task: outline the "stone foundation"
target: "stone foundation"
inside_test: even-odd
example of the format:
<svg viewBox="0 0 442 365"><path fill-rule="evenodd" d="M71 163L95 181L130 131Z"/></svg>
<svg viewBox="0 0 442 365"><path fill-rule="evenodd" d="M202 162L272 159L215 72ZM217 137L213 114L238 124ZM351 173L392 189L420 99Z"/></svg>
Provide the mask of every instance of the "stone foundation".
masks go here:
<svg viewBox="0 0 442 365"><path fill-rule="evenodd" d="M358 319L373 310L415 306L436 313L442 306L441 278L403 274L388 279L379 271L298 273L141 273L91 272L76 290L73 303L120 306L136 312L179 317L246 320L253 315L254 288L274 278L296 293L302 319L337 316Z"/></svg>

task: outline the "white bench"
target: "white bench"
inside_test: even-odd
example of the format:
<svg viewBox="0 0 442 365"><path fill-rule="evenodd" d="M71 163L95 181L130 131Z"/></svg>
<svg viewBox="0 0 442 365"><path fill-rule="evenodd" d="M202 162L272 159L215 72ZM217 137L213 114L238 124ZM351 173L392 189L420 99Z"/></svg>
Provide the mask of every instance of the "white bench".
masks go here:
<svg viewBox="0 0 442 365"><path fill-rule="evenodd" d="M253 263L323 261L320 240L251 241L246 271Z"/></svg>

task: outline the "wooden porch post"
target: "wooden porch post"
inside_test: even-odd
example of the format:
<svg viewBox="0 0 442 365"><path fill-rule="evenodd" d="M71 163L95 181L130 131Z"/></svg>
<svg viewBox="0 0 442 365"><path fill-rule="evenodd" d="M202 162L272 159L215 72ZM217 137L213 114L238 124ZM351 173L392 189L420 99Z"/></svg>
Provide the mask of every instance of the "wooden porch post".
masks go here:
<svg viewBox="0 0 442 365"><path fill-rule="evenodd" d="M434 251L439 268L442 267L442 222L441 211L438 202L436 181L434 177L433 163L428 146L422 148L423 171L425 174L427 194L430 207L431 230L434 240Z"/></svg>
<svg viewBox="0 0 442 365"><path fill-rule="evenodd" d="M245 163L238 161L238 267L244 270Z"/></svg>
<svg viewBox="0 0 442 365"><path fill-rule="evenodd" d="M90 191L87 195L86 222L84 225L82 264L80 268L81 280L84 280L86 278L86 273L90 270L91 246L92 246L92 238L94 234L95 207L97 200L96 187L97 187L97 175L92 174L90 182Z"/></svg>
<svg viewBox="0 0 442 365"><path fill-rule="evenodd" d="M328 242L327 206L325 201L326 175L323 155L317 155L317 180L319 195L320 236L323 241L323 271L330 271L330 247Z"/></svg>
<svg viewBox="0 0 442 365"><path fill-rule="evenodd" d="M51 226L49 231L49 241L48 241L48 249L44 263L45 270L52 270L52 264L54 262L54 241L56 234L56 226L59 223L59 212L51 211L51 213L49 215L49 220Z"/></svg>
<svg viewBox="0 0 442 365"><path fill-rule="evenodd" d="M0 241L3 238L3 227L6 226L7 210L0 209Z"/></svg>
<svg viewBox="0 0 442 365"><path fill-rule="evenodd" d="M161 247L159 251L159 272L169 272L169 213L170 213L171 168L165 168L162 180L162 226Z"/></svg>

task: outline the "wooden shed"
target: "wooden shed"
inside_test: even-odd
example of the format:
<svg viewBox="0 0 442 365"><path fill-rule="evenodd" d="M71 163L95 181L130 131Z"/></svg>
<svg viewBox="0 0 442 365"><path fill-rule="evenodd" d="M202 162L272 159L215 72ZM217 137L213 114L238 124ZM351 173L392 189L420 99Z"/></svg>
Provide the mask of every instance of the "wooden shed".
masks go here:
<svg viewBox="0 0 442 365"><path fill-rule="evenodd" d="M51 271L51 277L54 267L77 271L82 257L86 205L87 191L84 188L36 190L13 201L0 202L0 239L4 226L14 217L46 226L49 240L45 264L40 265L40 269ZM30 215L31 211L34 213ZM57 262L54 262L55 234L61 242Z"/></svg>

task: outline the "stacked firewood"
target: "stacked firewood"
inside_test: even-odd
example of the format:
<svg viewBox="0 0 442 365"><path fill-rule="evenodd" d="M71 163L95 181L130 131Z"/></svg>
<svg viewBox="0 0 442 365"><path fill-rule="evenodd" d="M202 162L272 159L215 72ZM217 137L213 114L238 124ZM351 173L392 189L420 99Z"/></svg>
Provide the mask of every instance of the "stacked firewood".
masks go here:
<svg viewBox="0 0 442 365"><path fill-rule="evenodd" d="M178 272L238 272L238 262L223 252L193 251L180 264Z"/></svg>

+++

Job:
Retype all of the material above with every character intact.

Reply:
task: outline the "stone foundation"
target: "stone foundation"
inside_test: even-odd
example of the format:
<svg viewBox="0 0 442 365"><path fill-rule="evenodd" d="M71 163L95 181L130 131Z"/></svg>
<svg viewBox="0 0 442 365"><path fill-rule="evenodd" d="M202 162L272 159L215 72ZM217 137L213 114L238 124ZM351 173L392 189L420 99Z"/></svg>
Provide the mask of every instance of the "stone foundation".
masks go here:
<svg viewBox="0 0 442 365"><path fill-rule="evenodd" d="M358 319L373 310L415 306L436 313L442 306L441 278L403 274L388 279L379 271L298 273L141 273L91 272L76 290L73 303L120 306L136 312L179 317L246 320L253 315L254 288L274 278L296 293L302 319L337 316Z"/></svg>

task: outline the "white bench"
target: "white bench"
inside_test: even-odd
example of the format:
<svg viewBox="0 0 442 365"><path fill-rule="evenodd" d="M71 163L95 181L130 131Z"/></svg>
<svg viewBox="0 0 442 365"><path fill-rule="evenodd" d="M202 162L272 159L215 72ZM217 137L213 114L238 124ZM351 173L392 189L420 99Z"/></svg>
Provide the mask of every instance of the "white bench".
masks go here:
<svg viewBox="0 0 442 365"><path fill-rule="evenodd" d="M253 263L323 261L320 240L251 241L246 271Z"/></svg>

task: outline the "wooden porch post"
target: "wooden porch post"
inside_test: even-odd
example of the format:
<svg viewBox="0 0 442 365"><path fill-rule="evenodd" d="M71 163L95 181L130 131Z"/></svg>
<svg viewBox="0 0 442 365"><path fill-rule="evenodd" d="M202 162L272 159L215 72ZM217 137L213 114L238 124ZM351 173L392 189L420 99Z"/></svg>
Provide the mask of every instance of the "wooden porch post".
masks go here:
<svg viewBox="0 0 442 365"><path fill-rule="evenodd" d="M434 251L439 268L442 267L442 222L441 211L438 202L436 181L434 177L433 163L428 146L422 148L423 171L425 174L427 194L430 207L431 230L434 240Z"/></svg>
<svg viewBox="0 0 442 365"><path fill-rule="evenodd" d="M245 163L238 161L238 267L244 270Z"/></svg>
<svg viewBox="0 0 442 365"><path fill-rule="evenodd" d="M90 191L87 195L86 222L84 225L82 264L80 268L81 280L84 280L86 278L86 273L90 270L91 246L92 246L92 238L94 234L95 207L97 200L96 187L97 187L97 175L92 174L90 182Z"/></svg>
<svg viewBox="0 0 442 365"><path fill-rule="evenodd" d="M328 242L327 206L325 201L326 175L323 155L317 155L317 180L319 195L320 236L323 241L323 271L330 271L330 247Z"/></svg>
<svg viewBox="0 0 442 365"><path fill-rule="evenodd" d="M51 226L49 231L49 241L48 241L48 249L44 263L45 270L52 270L52 264L54 262L54 241L56 234L56 226L59 223L59 212L51 211L51 213L49 215L49 220Z"/></svg>
<svg viewBox="0 0 442 365"><path fill-rule="evenodd" d="M0 241L3 238L3 227L6 226L7 210L0 209Z"/></svg>
<svg viewBox="0 0 442 365"><path fill-rule="evenodd" d="M161 247L159 251L159 272L169 272L169 213L170 213L171 168L165 168L162 180L162 226Z"/></svg>

task: outline the "wooden shed"
target: "wooden shed"
inside_test: even-odd
example of the format:
<svg viewBox="0 0 442 365"><path fill-rule="evenodd" d="M71 163L95 181L130 131Z"/></svg>
<svg viewBox="0 0 442 365"><path fill-rule="evenodd" d="M202 162L272 159L215 72ZM217 137L213 114L238 124ZM351 173L392 189L420 99Z"/></svg>
Provide the mask of every instance of the "wooden shed".
masks go here:
<svg viewBox="0 0 442 365"><path fill-rule="evenodd" d="M51 271L51 277L54 267L77 271L82 257L86 205L87 191L84 188L36 190L13 201L0 202L0 239L4 226L14 217L46 226L49 240L45 264L40 265L40 269ZM30 215L31 211L34 213ZM57 262L54 262L55 234L61 242Z"/></svg>

task: outline the "stacked firewood"
target: "stacked firewood"
inside_test: even-odd
example of the format:
<svg viewBox="0 0 442 365"><path fill-rule="evenodd" d="M71 163L95 181L130 131Z"/></svg>
<svg viewBox="0 0 442 365"><path fill-rule="evenodd" d="M202 162L272 159L215 72ZM217 137L213 114L238 124ZM351 173L392 189L420 99Z"/></svg>
Provide the mask of every instance of the "stacked firewood".
masks go here:
<svg viewBox="0 0 442 365"><path fill-rule="evenodd" d="M178 272L238 272L238 262L223 252L193 251L180 264Z"/></svg>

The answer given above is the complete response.